EXTRACT TO READ:
:::
Pocket Predator Standard 1" non-taper Gold Bandset (original long-ish length for good service life)--190 fps

I thought maybe the Black tubes would show their stuff with heavy ammo, so I tried 54 cal. lead balls cast from wheel weights

Black--146 fps

Red--153 fps

Hmm--the difference in speed was about the same, with Red still faster.

I guess Black is just for marketing purposes. They sure FEEL stronger (harder to pull) than Red (or Yellow)!

Also, I don't like the plastic pouch connectors used on the Black and Yellow Trumark tubes. Those rock-hard somes-a-breeches slap my hand something viscous when shot on my Rambone in OTT style! The slotted and looped tube to pouch tie method used on the Red Trumark tubes is much better.

Just FYI and FWIW (not that many forum members are likely to be using Trumark tube sets).


----------



## Alexander Holman

I actually use the Trumark red tapered tubes quite a bit. I can always run to the store and get a set or two if I need extras. I never have used the black tubes. The reds are about the best commercial bandsets out there, just wish they came with a better pouch.

Thanx for the numbers!

-Xander


----------



## calinb

Alexander Holman said:


> I actually use the Trumark red tapered tubes quite a bit. I can always run to the store and get a set or two if I need extras. I never have used the black tubes. The reds are about the best commercial bandsets out there, just wish they came with a better pouch.
> 
> Thanx for the numbers!
> 
> -Xander


I'm a fairly new SS shooter (well...new to the sport as an adult). The only tubes I have are the Trumark tubes and the tubes on a Daisy SS. I agree with you; the Trumark Red seems to perform well and, though I mostly shoot flat bands, I've yet to wear out any Trumark tubes. I just haven't read reports here in the forum of shooters using them. It's great to hear that you use them and maybe I saved you the expense of buying a Black set. Luckily I bought three Red sets and only one Yellow and one Black--just to try them. I would buy the Red sets again but pass on Yellow and Black.


----------



## Imperial

i also use the trumark reds . the black ones have their purpose, yes they are harder to pull, they seem to last a long time, and once they break in, watch out ! imo- the blacks are more for people with short draws and want impact over speed. they are great for hunting small game with.


----------



## calinb

Imperial said:


> i also use the trumark reds . the black ones have their purpose, yes they are harder to pull, they seem to last a long time, and once they break in, watch out ! imo- the blacks are more for people with short draws and want impact over speed. they are great for hunting small game with.
:::
PROBLEM A: From the slingshot band thread, write out the passage between "I thought maybe" and "is much better.", inclusive.
PROBLEM B: Extend the slingshot band thread from the point where it stops.

DATA EXCERPT:
:::
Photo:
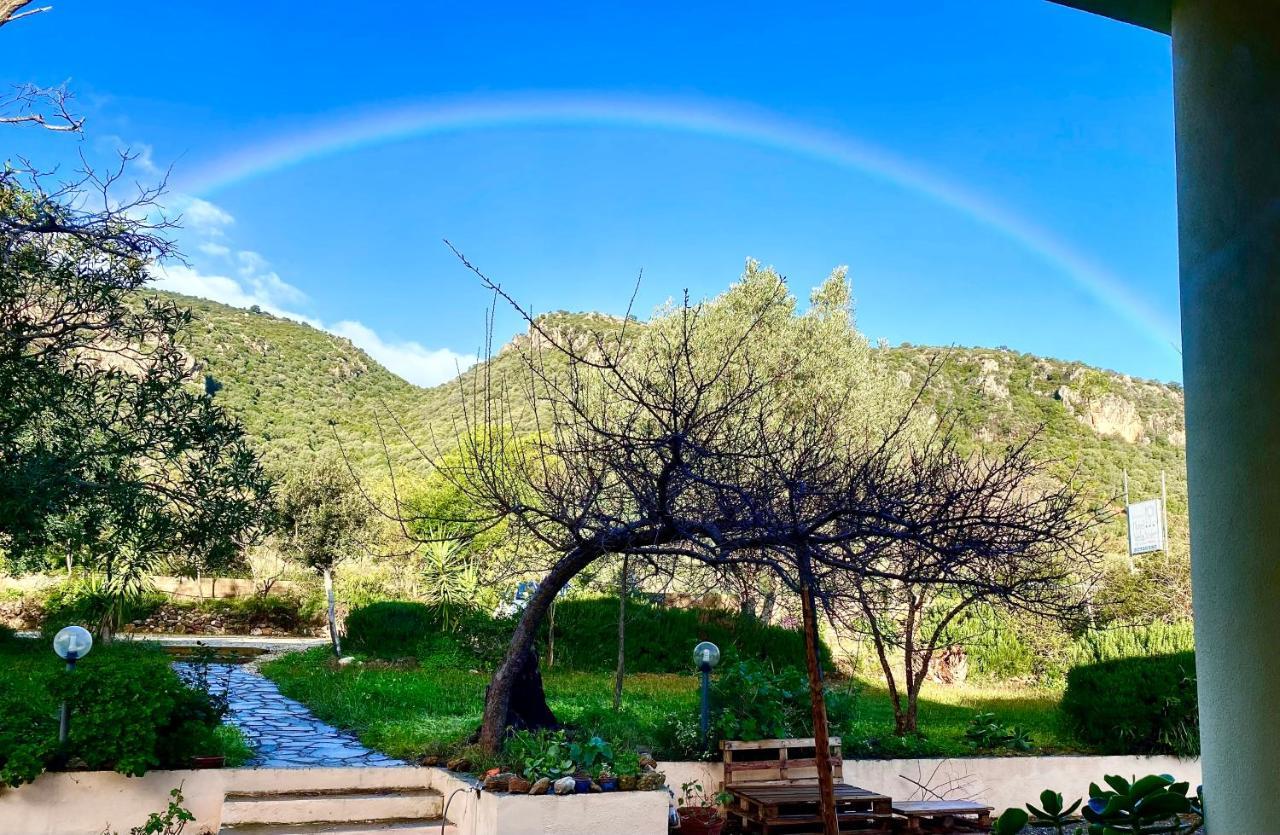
:::
OUTPUT A:
I thought maybe the Black tubes would show their stuff with heavy ammo, so I tried 54 cal. lead balls cast from wheel weights

Black--146 fps

Red--153 fps

Hmm--the difference in speed was about the same, with Red still faster.

I guess Black is just for marketing purposes. They sure FEEL stronger (harder to pull) than Red (or Yellow)!

Also, I don't like the plastic pouch connectors used on the Black and Yellow Trumark tubes. Those rock-hard somes-a-breeches slap my hand something viscous when shot on my Rambone in OTT style! The slotted and looped tube to pouch tie method used on the Red Trumark tubes is much better.

OUTPUT B:
I'm not sure what you mean by impact (momentum, kinetic energy...?) But yes--that's what I thought Black was for too. When these parameters increase with higher mass projectiles it is at the expense of speed. That's why I tried the 54 cal. lead ball. There are not many people regularly shooting ammo heavier than that! Even so, Black still measured slower than the Red with the same heavy lead projectiles, and therefore, it produced less "impact" in terms of terminal ballistics than Red too.

As you mentioned, perhaps Black has better relative performance at shorter draws, but my 32-1/2" draw isn't all that long either (though it's about the maximum for Trumark tubes, I think). Most people get 29-30 inches just drawing to the side of their mouth, even. Break-in is something I never considered. I doubt the energy stored by the rubber improves with age but I can believe it might be possible for the rubber retraction speed to improve. The Black's I tested has a strong pull (though I did not measure it) so it is obviously slow and perhaps that will improve. I would not be surprised if both Black and Yellow last longer than Red, because Red is tapered.

I also have some 2 and 4 oz. fishing weights that I used for shooting over tree limbs (over 50' sometimes) to pull a haul line and survival saw for limb pruning from the ground. Maybe Black would really shine with the 4 oz (1750 grain) monster weight! I originally got it for this purpose, but the Red bands shot 4 oz fishing weights to 50' height and I never needed to use the Black. 2 oz weights travel even higher, but getting the weight to pull the leader against the friction of the limb can be challenging sometimes. Ahh-the fun of slingshot arboriculture!


----------



## wll

calinb said:


> i also use the trumark reds . the black ones have their purpose, yes they are harder to pull, they seem to last a long time, and once they break in, watch out ! imo- the blacks are more for people with short draws and want impact over speed. they are great for hunting small game with.
> 
> I'm not sure what you mean by impact (momentum, kinetic energy...?) But yes--that's what I thought Black was for too. When these parameters increase with higher mass projectiles it is at the expense of speed. That's why I tried the 54 cal. lead ball. There are not many people regularly shooting ammo heavier than that! Even so, Black still measured slower than the Red with the same heavy lead projectiles, and therefore, it produced less "impact" in terms of terminal ballistics than Red too.
> 
> As you mentioned, perhaps Black has better relative performance at shorter draws, but my 32-1/2" draw isn't all that long either (though it's about the maximum for Trumark tubes, I think). Most people get 29-30 inches just drawing to the side of their mouth, even. Break-in is something I never considered. I doubt the energy stored by the rubber improves with age but I can believe it might be possible for the rubber retraction speed to improve. The Black's I tested has a strong pull (though I did not measure it) so it is obviously slow and perhaps that will improve. I would not be surprised if both Black and Yellow last longer than Red, because Red is tapered.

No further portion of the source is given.